▶ Excerpt provided:
Determine the product, starting material, and/or reagents for the following reactions to synthesize carboxylic acids:

a.       Alkyl benzene oxidation

b.       Alcohol and aldehyde oxidation

c.       Hydrolysis of carboxylic acid derivatives

• a. Alkyl Benzene Oxidation: Use KMnO₄ or H₂CrO₄ to oxidize benzylic carbon to COOH.

• b. Alcohol & Aldehyde Oxidation: 1° alcohol or aldehyde + Jones reagent or KMnO₄ → COOH.

• c. Hydrolysis of Derivatives: Acid/base hydrolysis of esters, nitriles, amides → COOH.

Determine the product, starting material, and/or reagents for reactions of carboxylic acids to produce acyl chlorides or esters.

• To Acyl Chloride: Use SOCl₂, PCl₃, or PCl₅.

• To Ester: Use alcohol + acid catalyst (Fischer esterification).

▶ Tasks for this exercise:
(a) Answer these from the carboxylic acid reaction notes:
(i) Which two reagents are listed for oxidizing the benzylic carbon of an alkyl benzene to COOH?
(ii) Which three kinds of derivatives are named for hydrolysis to COOH?
(iii) Which reagents convert a carboxylic acid to an acyl chloride?
(b) Pick up the carboxylic acid reaction notes after their final line and keep writing them.

Referring expression pointing data:
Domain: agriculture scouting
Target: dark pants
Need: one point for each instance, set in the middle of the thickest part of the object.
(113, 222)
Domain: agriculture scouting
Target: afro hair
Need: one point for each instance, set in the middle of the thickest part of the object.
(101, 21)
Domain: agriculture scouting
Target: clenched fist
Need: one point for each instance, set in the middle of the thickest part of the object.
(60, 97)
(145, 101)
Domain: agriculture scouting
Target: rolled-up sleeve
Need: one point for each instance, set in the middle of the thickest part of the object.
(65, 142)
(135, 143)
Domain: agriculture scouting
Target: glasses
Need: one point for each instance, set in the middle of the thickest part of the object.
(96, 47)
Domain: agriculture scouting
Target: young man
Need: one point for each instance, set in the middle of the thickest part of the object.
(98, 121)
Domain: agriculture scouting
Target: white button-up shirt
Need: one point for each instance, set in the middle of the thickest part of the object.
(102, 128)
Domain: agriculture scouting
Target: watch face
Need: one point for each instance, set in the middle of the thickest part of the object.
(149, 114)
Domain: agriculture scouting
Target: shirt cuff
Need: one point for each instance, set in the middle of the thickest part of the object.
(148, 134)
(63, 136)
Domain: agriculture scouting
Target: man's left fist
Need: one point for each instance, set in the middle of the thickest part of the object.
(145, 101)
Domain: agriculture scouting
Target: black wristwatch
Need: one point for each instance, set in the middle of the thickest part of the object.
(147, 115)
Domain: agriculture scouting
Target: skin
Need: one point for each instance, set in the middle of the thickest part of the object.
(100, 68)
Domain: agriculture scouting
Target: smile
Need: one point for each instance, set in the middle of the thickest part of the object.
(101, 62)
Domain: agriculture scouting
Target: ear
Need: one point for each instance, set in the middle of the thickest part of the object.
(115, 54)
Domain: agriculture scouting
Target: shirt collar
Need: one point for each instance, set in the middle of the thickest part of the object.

▶ Results:
(a)
(i) KMnO₄ or H₂CrO₄
(ii) Esters, nitriles, amides
(iii) SOCl₂, PCl₃, or PCl₅

(b)
Draw the product, starting material, and/or reagents for the following nucleophilic acyl substitution reactions:

a.       Acid Halides conversion to:

                                                       ii.            Ester

                                                      iii.            Amide

                                                      iv.            Alcohol

b.       Acid anhydride conversion to:

                                                         i.            Ester

                                                       ii.            Amide

                                                      iii.            Alcohol

c.       Ester conversion to:

                                                         i.            Amide

                                                       ii.            Alcohol

d.       Amide conversion to

                                                         i.            Amine

a. Acid Halides →

• Ester: Add alcohol.

• Amide: Add ammonia or amine.

• Alcohol: Add water (hydrolysis).

b. Acid Anhydrides →

• Ester: Add alcohol.

• Amide: Add ammonia or amine.

• Alcohol: Add water (hydrolysis).

c. Esters →

• Amide: Add ammonia or amine (requires heating).

• Alcohol: Add water + acid/base (hydrolysis).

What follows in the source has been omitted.